▶ Task to carry out: The lines to return begin at the one containing "Query: white pickup truck" and end at the final line of the material; output them exactly and only them.

▶ Records for the exercise:

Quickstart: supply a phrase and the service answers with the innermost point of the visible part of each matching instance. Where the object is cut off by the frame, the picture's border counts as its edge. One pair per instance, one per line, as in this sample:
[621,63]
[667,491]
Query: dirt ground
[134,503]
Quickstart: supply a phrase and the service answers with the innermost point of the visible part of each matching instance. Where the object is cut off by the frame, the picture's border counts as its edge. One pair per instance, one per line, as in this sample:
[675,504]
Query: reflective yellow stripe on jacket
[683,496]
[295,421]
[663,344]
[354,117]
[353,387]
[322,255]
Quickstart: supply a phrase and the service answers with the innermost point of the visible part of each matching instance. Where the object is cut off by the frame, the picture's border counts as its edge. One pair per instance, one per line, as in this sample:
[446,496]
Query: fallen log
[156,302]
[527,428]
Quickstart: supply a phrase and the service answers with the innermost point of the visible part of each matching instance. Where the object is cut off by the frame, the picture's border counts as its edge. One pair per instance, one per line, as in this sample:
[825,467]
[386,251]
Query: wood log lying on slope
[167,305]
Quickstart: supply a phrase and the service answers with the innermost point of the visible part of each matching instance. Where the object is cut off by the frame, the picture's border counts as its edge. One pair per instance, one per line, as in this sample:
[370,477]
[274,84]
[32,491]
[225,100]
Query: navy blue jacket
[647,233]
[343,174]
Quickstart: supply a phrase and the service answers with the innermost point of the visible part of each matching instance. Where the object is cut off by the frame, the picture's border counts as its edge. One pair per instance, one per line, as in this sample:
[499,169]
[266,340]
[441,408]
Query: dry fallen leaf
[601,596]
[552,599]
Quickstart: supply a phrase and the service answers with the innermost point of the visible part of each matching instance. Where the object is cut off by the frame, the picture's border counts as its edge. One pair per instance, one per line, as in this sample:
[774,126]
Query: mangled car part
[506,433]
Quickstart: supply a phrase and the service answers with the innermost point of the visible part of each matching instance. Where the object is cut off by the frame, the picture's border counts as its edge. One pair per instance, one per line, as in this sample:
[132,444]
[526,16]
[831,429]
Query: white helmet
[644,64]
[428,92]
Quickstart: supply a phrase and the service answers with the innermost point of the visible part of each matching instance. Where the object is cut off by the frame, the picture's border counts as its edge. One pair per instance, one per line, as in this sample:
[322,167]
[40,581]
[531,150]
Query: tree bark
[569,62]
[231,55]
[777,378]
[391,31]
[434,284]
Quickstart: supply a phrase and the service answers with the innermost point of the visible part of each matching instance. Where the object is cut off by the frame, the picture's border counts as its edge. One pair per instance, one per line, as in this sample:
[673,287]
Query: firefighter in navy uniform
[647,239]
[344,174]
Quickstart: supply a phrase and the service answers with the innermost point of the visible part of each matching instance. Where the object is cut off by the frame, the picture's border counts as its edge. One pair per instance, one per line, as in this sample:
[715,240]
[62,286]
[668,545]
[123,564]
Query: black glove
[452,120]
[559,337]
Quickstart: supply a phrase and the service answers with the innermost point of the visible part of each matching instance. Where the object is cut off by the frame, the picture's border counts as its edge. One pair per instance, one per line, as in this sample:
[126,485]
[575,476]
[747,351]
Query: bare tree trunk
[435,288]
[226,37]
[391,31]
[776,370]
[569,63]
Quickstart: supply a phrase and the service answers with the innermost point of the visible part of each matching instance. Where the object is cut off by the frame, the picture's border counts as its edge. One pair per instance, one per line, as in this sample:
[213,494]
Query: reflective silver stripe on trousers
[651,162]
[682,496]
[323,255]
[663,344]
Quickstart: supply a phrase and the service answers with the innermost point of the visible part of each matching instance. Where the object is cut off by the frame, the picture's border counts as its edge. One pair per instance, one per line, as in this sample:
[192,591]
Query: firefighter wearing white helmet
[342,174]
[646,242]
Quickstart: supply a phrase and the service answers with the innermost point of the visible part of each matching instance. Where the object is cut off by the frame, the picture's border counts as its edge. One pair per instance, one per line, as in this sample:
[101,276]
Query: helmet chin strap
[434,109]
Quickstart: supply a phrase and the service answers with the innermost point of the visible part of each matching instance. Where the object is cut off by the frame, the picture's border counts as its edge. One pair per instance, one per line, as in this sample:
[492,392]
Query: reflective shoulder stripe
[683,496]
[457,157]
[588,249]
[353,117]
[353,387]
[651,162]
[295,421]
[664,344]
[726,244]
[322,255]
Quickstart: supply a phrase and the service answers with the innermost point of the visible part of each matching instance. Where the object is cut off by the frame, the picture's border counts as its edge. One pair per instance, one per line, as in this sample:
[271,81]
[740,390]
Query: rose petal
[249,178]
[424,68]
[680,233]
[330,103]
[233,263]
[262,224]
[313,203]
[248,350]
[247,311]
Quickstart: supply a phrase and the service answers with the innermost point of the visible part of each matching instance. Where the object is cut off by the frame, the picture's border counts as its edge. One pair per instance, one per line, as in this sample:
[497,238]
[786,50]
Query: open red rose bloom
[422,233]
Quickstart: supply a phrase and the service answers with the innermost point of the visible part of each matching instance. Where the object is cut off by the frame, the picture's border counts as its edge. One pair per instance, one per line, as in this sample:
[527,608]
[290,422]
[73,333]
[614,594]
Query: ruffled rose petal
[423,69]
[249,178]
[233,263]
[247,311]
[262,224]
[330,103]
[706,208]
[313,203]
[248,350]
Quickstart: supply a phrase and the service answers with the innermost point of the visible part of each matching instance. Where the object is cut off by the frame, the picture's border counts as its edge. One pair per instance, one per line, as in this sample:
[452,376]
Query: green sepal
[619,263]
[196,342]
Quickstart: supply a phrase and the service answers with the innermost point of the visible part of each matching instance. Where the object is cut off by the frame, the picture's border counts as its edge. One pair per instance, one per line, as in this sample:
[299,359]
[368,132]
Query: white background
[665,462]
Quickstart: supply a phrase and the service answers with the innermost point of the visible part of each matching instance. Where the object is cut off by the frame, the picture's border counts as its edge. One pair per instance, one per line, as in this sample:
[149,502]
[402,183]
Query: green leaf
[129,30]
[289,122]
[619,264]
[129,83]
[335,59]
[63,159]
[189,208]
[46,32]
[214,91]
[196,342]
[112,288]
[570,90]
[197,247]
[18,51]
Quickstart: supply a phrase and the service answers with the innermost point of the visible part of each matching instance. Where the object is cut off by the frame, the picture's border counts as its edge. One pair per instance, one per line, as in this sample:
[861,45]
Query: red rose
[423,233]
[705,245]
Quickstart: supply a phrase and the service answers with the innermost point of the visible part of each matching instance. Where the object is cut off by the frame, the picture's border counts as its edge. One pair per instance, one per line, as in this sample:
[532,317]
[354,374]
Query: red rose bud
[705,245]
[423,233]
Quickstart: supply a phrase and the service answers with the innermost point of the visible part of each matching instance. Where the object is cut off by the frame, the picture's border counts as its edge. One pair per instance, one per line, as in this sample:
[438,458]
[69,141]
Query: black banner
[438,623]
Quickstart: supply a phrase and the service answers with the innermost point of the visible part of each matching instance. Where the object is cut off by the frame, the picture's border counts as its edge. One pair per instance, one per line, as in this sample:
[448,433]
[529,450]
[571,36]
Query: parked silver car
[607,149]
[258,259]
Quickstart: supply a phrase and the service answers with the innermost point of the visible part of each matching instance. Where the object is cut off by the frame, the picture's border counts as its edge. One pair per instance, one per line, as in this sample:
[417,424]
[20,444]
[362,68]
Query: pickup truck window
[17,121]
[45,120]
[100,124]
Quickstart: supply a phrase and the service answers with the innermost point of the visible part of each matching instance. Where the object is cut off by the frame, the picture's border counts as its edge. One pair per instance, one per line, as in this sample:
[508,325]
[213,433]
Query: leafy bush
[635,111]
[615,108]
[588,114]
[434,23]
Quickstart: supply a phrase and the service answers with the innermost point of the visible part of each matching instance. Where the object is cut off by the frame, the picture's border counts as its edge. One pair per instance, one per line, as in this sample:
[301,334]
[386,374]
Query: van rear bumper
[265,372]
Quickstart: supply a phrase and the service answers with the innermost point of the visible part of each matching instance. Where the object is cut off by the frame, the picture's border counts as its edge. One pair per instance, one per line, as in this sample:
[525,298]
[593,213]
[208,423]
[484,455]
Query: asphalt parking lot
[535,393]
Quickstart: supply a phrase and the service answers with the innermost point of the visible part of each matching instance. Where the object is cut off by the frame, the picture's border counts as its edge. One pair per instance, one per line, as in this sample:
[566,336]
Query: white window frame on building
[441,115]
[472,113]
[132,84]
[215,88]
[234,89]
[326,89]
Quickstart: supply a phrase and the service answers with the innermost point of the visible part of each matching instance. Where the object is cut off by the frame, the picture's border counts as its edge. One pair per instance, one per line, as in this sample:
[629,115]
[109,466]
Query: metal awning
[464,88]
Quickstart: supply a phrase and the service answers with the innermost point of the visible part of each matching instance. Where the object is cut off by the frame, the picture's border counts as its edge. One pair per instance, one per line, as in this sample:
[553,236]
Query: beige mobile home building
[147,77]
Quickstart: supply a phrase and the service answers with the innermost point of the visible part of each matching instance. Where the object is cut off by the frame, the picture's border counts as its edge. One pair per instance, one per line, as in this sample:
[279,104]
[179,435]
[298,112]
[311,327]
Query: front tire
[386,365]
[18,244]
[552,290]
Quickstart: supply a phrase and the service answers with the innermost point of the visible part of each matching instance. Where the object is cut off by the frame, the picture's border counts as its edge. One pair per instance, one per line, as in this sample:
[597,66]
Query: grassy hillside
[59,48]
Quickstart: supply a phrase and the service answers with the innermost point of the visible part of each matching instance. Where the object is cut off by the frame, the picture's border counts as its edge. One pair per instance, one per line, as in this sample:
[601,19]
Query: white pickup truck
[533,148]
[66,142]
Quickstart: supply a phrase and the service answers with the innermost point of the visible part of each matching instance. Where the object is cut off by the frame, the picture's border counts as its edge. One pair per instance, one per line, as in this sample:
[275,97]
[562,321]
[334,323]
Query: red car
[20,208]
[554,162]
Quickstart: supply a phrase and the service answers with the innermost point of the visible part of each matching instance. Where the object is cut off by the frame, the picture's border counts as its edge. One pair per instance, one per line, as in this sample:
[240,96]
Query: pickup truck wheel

▶ Reply:
Query: white pickup truck
[533,148]
[66,142]
Quickstart: supply a phrase and the service answers with the innermost point of the visible part of each matching instance. Where the object is cut off by the frame, the picture's border counts as its edge. One pair per instance, one per line, as in this sample:
[275,97]
[562,321]
[334,323]
Query: red car
[20,208]
[554,162]
Quickstart: supply a phrase and the service answers with the innermost point of the visible part of each matching instance. Where the object is cut off by the frame, the picture's border counts as its edge. One pair per instance, one per line, as in this sample:
[240,96]
Query: pickup truck wheel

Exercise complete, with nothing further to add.